УСЛОВИЕ ЗАДАНИЯ
Перепишите без изменений фрагмент текста о погребении заживо, начиная со слов «Он страшно боится» и заканчивая словами «двери тотчас распахивались.», включая их.

ТЕКСТ ДЛЯ ЧТЕНИЯ
= = = = = = =

Интересный случай погребения заживо описан в повести Михаила Чулкова «Скупой и вор».
Здесь говорится о том, как некий молодой человек, ведущий разгульный образ жизни, никак не мог дождаться смерти своего богатого отца, чтобы завладеть его добром. Отец молодого мота был страшным скрягой, он никому не давал ни ключей, ни печати от своих кладовых. Даже во время сна он привязывал ключи к шее, а печать клал в рот. Однажды слуга молодого человека по приказанию своего господина попытался украсть печать изо рта у спящего, но печать оборвалась и попала скупцу в гортань, отчего тот умер.
Сын-наследник в тот же день похоронил своего отца, а уже на другой день назначил свадьбу. Ночью, когда и хозяин, и пьяные гости уснули, слуга направился к могиле скупца, чтобы снять с него богатое платье. Он раскопал могилу, вытащил покойника, раздел его и столкнул назад в могилу «столь исправно, что отшиб печать, которой покойник подавился».
«Мертвец изо всей силы закричал: «Ох», у вора подкосились ноги, и упали они оба в могилу, где очень долго лежали без памяти. Наконец, «покойник» образумился прежде живого и потом подумал о своей кладовой, вылез весьма поспешно из ямы и побежал домой. Прибежавши к дверям своей поклажи, нашел их запертыми и без печати, бросился искать своего сына, чтобы взять у него ключи, а когда вбежал он в спальню, то молодая в то время не спала. Увидев мертвеца, испугалась она так, что сошла с ума и отправилась на тот свет.
Старик, подбежавши к сыну, начал его дергать весьма неполитично. Молодой князь, растворив глаза и увидев перед собой мертвого отца, вскочил и наполнил весь дом отчаянным криком, бегая везде и призывая всех себе на помощь. Старик за ним гонялся, пьяные гости пробуждались со страхом и бежали все из деревни… В то время тут находился армейский офицер, который не совсем еще проспался … бросился в ту горницу, где находились ружья, подхватив одно, зарядил его пулей и дробью, и когда бежали живой сын с мертвым отцом по двору мимо окон, то он выстрелил и для прекращения всего страха застрелил их обоих».
В рассказе Эдгара По «Заживо погребенные» герои «одержим приступами таинственной болезни, которую врачи условно называют каталепсией» (скорее всего в данном случае речь идет о летаргии).
Он страшно боится быть похороненным заживо и принимает все меры, чтобы избежать этого. Герой так «распорядился перестроить свой семейный склеп, чтобы его можно было открыть изнутри. От малейшего нажима на длинный рычаг, выведенный в глубину гробницы, железные двери тотчас распахивались.
Были сделаны отдушины, пропускавшие воздух и свет, а также удобные хранилища для пищи и воды, до которых можно было свободно дотянуться из гроба. Самый гроб был выстлан изнутри мягкой и теплой обивкой, и крышку его снабдили таким же приспособлением, что и двери склепа, с пружинами, которые откидывали ее при малейшем движении тела.
Кроме того, под сводом склепа был подвешен большой колокол, и веревку от него должны были пропустить через отверстие в гробу и привязать к руке».

= = = = = = =

ИСХОДНЫЕ ДАННЫЕ
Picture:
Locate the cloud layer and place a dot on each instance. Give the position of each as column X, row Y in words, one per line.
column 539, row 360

= = = = = = =

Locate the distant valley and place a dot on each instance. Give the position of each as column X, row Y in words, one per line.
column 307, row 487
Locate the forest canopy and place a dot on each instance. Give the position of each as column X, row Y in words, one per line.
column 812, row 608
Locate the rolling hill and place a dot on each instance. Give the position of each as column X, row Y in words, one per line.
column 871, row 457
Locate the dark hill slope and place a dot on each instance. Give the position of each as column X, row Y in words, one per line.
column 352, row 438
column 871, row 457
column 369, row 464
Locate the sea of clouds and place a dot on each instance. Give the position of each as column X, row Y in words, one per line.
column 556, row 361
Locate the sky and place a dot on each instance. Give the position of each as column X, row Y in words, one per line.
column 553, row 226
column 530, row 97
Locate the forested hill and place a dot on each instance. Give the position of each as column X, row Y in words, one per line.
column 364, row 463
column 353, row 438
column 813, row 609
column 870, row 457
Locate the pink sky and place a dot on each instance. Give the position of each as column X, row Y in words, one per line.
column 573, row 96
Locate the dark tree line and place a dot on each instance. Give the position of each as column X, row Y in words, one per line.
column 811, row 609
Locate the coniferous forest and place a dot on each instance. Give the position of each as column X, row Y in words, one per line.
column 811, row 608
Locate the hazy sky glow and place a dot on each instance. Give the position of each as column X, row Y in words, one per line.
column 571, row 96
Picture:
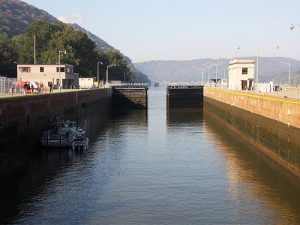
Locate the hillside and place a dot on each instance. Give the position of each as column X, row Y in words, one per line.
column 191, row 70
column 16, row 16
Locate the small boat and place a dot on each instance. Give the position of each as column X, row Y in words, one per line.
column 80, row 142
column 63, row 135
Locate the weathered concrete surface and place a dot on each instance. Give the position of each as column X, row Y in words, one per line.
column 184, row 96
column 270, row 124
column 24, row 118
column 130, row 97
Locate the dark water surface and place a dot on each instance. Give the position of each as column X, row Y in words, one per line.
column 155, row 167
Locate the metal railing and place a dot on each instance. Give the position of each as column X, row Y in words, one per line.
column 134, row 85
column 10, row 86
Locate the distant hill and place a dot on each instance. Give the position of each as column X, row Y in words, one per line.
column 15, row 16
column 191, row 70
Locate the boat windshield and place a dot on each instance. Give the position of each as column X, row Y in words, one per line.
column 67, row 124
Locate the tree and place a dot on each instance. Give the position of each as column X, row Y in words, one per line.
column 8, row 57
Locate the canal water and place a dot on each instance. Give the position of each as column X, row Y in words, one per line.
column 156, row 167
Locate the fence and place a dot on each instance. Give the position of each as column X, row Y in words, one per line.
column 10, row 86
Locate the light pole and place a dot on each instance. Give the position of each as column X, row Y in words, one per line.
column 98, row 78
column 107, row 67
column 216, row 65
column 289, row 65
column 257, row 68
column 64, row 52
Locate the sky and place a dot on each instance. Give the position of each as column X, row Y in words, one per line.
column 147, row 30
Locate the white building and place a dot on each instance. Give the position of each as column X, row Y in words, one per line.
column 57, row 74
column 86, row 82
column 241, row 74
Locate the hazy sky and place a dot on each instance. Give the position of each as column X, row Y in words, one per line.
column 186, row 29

= = = = = = =

РЕЗУЛЬТАТ
Он страшно боится быть похороненным заживо и принимает все меры, чтобы избежать этого. Герой так «распорядился перестроить свой семейный склеп, чтобы его можно было открыть изнутри. От малейшего нажима на длинный рычаг, выведенный в глубину гробницы, железные двери тотчас распахивались.